## INSTRUCTIONS TO FOLLOW
How many lines in the rows below contain the word "white"? Reply with the number alone.

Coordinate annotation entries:
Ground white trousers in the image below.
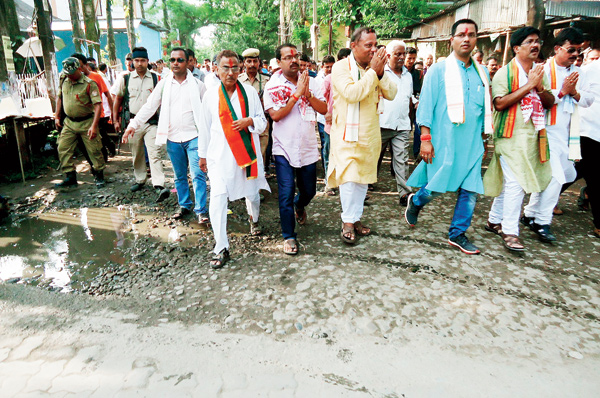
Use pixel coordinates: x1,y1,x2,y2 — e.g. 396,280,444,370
208,192,260,254
523,176,562,225
340,182,369,224
488,156,525,236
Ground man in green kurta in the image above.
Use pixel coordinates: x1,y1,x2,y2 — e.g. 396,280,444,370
55,57,106,188
483,26,554,251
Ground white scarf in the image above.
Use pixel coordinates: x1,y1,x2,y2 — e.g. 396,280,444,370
444,51,494,135
156,69,202,145
344,53,360,142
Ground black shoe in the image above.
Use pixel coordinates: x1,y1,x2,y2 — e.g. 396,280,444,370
531,222,556,243
400,193,408,207
448,234,481,254
404,193,423,227
519,215,535,231
54,171,77,188
171,207,192,220
94,170,106,189
129,182,144,192
154,186,171,203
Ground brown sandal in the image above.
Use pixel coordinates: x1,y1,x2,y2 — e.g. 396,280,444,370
501,234,525,252
354,221,371,236
340,223,356,245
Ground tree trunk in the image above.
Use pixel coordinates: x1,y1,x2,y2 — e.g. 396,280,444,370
162,0,171,30
124,0,135,51
81,0,100,60
34,0,58,110
69,0,84,53
106,0,117,66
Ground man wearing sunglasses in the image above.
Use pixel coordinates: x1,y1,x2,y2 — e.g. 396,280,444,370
123,47,208,223
521,28,594,242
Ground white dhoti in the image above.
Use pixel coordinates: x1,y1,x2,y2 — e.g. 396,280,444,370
488,156,525,236
340,182,369,224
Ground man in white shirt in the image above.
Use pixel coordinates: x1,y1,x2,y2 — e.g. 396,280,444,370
198,50,270,269
579,55,600,238
124,47,208,223
521,28,593,243
379,40,413,206
264,44,327,255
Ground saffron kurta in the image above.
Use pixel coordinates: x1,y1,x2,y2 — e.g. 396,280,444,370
327,59,397,188
407,59,485,193
483,59,552,196
198,84,270,200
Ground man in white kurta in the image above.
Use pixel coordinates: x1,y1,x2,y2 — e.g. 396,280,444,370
198,50,270,268
521,28,593,242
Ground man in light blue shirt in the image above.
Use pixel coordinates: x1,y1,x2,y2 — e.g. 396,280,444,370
404,19,489,254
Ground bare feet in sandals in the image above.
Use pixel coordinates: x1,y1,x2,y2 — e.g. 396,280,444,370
283,238,298,256
340,222,356,245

## THE RESPONSE
5